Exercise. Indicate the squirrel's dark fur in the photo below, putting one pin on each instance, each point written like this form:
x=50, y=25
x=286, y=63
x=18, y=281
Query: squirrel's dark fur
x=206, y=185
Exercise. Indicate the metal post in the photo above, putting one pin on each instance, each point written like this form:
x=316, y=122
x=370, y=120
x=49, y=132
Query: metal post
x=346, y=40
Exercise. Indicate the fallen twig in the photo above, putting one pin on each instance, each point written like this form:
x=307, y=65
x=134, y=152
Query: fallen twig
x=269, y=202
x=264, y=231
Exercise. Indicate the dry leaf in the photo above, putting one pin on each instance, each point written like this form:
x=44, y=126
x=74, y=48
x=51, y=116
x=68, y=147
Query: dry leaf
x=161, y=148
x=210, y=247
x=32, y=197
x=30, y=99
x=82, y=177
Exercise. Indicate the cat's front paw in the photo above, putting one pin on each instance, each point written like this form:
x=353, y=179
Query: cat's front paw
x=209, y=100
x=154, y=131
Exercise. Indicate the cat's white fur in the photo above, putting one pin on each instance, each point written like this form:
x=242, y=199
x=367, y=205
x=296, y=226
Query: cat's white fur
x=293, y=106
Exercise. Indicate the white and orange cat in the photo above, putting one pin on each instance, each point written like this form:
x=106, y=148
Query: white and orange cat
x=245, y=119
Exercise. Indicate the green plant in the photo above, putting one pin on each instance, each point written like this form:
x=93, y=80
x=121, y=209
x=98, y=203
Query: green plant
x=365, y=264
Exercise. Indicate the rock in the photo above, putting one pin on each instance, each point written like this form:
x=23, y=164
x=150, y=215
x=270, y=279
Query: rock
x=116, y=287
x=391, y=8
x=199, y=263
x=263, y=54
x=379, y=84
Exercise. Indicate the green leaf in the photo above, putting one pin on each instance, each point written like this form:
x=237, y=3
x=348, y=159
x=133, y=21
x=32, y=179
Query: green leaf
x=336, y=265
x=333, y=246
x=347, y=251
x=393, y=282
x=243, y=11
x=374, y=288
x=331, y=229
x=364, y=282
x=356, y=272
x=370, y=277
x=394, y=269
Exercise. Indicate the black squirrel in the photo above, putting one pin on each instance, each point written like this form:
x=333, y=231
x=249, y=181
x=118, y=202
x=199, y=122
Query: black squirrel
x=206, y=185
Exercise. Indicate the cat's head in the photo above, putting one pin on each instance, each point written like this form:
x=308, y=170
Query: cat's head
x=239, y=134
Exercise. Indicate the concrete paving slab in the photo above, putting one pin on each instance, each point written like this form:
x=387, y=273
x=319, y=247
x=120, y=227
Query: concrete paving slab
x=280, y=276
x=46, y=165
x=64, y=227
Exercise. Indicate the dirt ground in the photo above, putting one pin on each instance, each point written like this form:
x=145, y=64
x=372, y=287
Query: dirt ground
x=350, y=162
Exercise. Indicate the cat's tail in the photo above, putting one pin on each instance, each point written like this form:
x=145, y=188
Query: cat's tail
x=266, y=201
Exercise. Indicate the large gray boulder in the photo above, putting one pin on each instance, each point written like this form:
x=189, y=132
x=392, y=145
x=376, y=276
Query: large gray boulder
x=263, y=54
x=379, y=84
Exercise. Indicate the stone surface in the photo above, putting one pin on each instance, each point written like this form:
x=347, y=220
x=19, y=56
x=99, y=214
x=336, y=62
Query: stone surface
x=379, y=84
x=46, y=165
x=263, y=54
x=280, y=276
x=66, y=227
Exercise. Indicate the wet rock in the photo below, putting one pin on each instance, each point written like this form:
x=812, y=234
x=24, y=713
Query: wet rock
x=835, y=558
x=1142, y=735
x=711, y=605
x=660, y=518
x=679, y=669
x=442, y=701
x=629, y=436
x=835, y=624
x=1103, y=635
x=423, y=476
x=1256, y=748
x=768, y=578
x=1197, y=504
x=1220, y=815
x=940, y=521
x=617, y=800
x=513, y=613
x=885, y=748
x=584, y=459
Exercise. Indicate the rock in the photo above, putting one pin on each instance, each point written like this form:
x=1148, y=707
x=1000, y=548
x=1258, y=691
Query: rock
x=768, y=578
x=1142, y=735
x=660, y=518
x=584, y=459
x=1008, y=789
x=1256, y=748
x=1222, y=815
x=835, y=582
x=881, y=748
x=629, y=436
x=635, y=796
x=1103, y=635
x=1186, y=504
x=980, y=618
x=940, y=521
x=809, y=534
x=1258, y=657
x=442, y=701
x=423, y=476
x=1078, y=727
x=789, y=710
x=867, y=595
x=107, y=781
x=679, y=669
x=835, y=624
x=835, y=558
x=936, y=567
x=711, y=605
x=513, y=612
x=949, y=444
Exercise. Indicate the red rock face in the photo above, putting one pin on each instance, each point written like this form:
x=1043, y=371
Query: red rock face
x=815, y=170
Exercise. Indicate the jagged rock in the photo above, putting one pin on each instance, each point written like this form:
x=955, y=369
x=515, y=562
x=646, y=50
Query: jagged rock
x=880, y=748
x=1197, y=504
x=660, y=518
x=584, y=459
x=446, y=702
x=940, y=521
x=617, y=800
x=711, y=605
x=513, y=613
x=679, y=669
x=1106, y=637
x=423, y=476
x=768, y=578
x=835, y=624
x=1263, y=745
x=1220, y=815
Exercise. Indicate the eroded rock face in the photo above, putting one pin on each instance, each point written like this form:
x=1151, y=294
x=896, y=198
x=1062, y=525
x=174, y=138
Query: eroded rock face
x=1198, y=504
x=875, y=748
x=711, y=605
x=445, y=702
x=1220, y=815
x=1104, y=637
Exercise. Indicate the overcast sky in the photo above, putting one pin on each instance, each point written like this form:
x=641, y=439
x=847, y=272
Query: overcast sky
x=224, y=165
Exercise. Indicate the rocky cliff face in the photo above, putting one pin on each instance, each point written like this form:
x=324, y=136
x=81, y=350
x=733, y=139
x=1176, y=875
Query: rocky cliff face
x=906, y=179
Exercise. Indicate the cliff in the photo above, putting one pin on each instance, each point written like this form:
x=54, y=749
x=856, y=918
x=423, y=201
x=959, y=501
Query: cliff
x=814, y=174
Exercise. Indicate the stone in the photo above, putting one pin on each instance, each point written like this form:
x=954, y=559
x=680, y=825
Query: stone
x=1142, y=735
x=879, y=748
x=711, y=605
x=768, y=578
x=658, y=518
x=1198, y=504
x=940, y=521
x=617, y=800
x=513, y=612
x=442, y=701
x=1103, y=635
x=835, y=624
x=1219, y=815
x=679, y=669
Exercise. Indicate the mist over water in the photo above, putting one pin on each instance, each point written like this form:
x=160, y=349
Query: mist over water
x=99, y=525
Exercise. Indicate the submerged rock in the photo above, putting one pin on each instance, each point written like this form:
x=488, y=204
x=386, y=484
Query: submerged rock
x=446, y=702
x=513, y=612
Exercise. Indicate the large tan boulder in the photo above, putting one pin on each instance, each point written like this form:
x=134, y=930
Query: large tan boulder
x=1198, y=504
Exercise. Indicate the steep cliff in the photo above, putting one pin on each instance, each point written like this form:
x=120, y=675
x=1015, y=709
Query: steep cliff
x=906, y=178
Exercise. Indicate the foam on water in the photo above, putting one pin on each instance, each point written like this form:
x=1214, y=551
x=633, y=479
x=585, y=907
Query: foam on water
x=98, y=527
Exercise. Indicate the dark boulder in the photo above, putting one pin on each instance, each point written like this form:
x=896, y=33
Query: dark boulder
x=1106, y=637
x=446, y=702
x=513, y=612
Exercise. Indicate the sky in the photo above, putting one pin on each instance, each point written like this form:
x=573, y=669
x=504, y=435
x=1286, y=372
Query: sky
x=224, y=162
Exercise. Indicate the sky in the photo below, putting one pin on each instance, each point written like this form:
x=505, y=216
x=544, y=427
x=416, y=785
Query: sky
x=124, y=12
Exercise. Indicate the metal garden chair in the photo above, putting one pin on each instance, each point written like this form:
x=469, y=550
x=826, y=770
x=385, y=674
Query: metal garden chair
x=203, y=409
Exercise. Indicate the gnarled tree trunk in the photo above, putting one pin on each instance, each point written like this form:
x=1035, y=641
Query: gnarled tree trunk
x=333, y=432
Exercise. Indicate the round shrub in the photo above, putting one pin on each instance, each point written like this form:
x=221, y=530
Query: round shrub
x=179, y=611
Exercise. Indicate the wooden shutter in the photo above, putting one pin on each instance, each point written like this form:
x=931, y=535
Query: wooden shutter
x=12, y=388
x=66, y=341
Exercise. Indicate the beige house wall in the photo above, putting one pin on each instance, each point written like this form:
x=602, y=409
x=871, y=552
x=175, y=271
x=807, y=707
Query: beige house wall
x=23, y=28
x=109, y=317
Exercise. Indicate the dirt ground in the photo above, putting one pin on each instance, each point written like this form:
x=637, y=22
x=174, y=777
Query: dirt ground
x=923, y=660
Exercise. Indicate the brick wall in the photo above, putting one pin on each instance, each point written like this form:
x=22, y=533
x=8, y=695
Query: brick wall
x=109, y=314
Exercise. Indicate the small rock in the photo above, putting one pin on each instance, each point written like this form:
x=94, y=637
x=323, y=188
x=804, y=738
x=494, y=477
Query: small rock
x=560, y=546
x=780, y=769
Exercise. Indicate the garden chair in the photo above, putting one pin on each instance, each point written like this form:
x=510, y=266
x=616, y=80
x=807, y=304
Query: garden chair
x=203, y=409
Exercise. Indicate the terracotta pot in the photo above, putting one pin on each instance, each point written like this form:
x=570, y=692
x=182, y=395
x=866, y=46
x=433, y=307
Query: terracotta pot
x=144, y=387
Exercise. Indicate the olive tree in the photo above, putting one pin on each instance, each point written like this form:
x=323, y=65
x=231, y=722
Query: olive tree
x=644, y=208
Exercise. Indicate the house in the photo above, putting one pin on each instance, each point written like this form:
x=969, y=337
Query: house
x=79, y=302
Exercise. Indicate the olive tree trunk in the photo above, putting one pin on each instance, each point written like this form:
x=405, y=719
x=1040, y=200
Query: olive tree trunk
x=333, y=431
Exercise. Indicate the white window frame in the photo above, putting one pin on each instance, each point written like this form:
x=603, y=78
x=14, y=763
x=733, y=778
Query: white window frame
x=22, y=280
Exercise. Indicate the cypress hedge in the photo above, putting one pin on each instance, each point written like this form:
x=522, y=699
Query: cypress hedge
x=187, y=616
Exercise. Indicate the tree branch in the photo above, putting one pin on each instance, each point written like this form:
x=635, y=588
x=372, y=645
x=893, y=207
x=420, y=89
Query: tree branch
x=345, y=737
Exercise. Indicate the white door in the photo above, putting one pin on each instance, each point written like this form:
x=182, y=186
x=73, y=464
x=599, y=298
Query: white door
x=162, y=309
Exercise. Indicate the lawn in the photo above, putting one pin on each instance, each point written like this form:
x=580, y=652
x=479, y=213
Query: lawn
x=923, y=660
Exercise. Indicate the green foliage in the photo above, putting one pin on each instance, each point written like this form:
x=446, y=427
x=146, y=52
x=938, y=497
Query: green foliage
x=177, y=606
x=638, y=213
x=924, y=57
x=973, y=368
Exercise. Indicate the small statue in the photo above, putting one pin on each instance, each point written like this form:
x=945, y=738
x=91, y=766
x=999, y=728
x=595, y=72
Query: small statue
####################
Exercise prompt: Out of the records above, pick each line that contains the string "below".

Output for this exercise:
Exercise. Indicate the squirrel's dark fur in the photo below, putting one pin on each instance, each point written like this form:
Exercise. Indicate the wet rock in the photo below, putting one pin on each instance, each point written like this form:
Exercise. Indicate the sky in the photo below, putting one pin on each instance, each point written like this form:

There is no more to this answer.